* Task item: What is needed is an exact copy of the data below, pictures excluded.

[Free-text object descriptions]
= = = = = = =

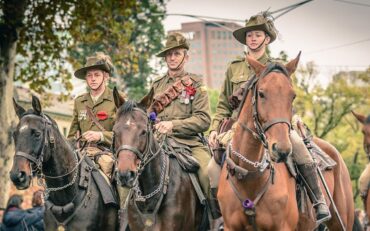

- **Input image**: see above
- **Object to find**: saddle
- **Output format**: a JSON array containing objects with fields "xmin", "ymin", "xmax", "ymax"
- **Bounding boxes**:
[
  {"xmin": 162, "ymin": 137, "xmax": 200, "ymax": 173},
  {"xmin": 213, "ymin": 118, "xmax": 236, "ymax": 165},
  {"xmin": 79, "ymin": 156, "xmax": 119, "ymax": 206}
]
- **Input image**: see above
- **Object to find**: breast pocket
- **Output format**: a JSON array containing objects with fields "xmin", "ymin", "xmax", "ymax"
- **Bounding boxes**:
[{"xmin": 231, "ymin": 76, "xmax": 247, "ymax": 94}]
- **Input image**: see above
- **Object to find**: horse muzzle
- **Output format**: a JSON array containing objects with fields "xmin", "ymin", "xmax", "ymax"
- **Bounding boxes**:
[
  {"xmin": 9, "ymin": 170, "xmax": 31, "ymax": 189},
  {"xmin": 116, "ymin": 170, "xmax": 137, "ymax": 188}
]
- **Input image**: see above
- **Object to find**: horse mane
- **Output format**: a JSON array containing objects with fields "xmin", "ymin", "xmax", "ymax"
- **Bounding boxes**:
[{"xmin": 117, "ymin": 100, "xmax": 146, "ymax": 118}]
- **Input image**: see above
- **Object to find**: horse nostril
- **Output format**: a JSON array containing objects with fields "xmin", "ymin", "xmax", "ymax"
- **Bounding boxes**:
[{"xmin": 18, "ymin": 171, "xmax": 27, "ymax": 183}]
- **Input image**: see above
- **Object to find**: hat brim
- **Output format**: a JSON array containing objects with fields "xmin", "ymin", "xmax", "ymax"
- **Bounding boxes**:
[
  {"xmin": 233, "ymin": 24, "xmax": 276, "ymax": 45},
  {"xmin": 74, "ymin": 64, "xmax": 110, "ymax": 79},
  {"xmin": 156, "ymin": 44, "xmax": 189, "ymax": 57}
]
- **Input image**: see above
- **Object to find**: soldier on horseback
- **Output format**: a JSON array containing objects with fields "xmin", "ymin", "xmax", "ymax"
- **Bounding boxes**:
[
  {"xmin": 67, "ymin": 52, "xmax": 129, "ymax": 223},
  {"xmin": 142, "ymin": 32, "xmax": 221, "ymax": 223},
  {"xmin": 207, "ymin": 12, "xmax": 331, "ymax": 224}
]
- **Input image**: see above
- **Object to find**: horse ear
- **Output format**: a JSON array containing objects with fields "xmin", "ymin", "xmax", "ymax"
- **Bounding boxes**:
[
  {"xmin": 247, "ymin": 55, "xmax": 265, "ymax": 77},
  {"xmin": 13, "ymin": 98, "xmax": 26, "ymax": 119},
  {"xmin": 113, "ymin": 86, "xmax": 125, "ymax": 109},
  {"xmin": 139, "ymin": 88, "xmax": 154, "ymax": 109},
  {"xmin": 352, "ymin": 110, "xmax": 365, "ymax": 124},
  {"xmin": 31, "ymin": 95, "xmax": 42, "ymax": 115},
  {"xmin": 285, "ymin": 51, "xmax": 301, "ymax": 76}
]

= = = = = = =

* Written response:
- **Input image**: see above
- **Object to find**: saddle
- **Output format**: a JSON array containing objects with fields "xmin", "ymin", "xmax", "ymax"
- **Bounding boxes**:
[
  {"xmin": 162, "ymin": 137, "xmax": 200, "ymax": 173},
  {"xmin": 213, "ymin": 118, "xmax": 236, "ymax": 165},
  {"xmin": 79, "ymin": 156, "xmax": 119, "ymax": 206}
]
- **Input image**: see above
- **Object to find**: breast pocket
- **Output format**: a JSON array containing objects with fields "xmin", "ymin", "xmax", "ymax"
- **Bounding boxes**:
[{"xmin": 231, "ymin": 76, "xmax": 247, "ymax": 94}]
- **Input image**: see above
- **Object to find**: horse muzzle
- **Output format**: a JSON array containing objects with fields "xmin", "ymin", "xmax", "ymax"
- **Bounding boxes**:
[
  {"xmin": 9, "ymin": 170, "xmax": 31, "ymax": 189},
  {"xmin": 116, "ymin": 170, "xmax": 137, "ymax": 188}
]
- **Input image**: see above
- **Object to find**: horse mane
- **Output format**: a JSON array containing objects with fields "xmin", "ymin", "xmax", "ymax"
- **Bounding boxes**:
[{"xmin": 117, "ymin": 100, "xmax": 146, "ymax": 118}]
- **Input image**: see above
- **Object to find**: horse nostril
- **Output format**: a JSON array containing objects with fields "xmin", "ymin", "xmax", "ymax"
- **Bounding boxes**:
[{"xmin": 18, "ymin": 171, "xmax": 27, "ymax": 183}]
- **Input image**: see above
- **Object to find**: hat brim
- **Output format**: a JSON array containing objects with fields "xmin", "ymin", "xmax", "ymax"
- **Bounding boxes**:
[
  {"xmin": 233, "ymin": 24, "xmax": 276, "ymax": 45},
  {"xmin": 74, "ymin": 64, "xmax": 110, "ymax": 79},
  {"xmin": 156, "ymin": 44, "xmax": 189, "ymax": 57}
]
- **Input image**: see above
- **Object to find**: soldier on horseback
- **Output format**: a JSON array containing objects with fields "xmin", "ymin", "xmax", "ymax"
- **Bounding boxes**:
[
  {"xmin": 67, "ymin": 52, "xmax": 129, "ymax": 223},
  {"xmin": 142, "ymin": 32, "xmax": 221, "ymax": 223},
  {"xmin": 207, "ymin": 12, "xmax": 331, "ymax": 224}
]
- **Input image**: see above
- **Object to find**: horse ear
- **Output format**: a JSON array containing objects with fields "xmin", "ymin", "xmax", "ymax"
- **Bounding boxes**:
[
  {"xmin": 247, "ymin": 55, "xmax": 265, "ymax": 77},
  {"xmin": 13, "ymin": 98, "xmax": 26, "ymax": 119},
  {"xmin": 113, "ymin": 86, "xmax": 125, "ymax": 109},
  {"xmin": 139, "ymin": 88, "xmax": 154, "ymax": 109},
  {"xmin": 352, "ymin": 110, "xmax": 365, "ymax": 124},
  {"xmin": 31, "ymin": 95, "xmax": 42, "ymax": 115},
  {"xmin": 285, "ymin": 51, "xmax": 301, "ymax": 76}
]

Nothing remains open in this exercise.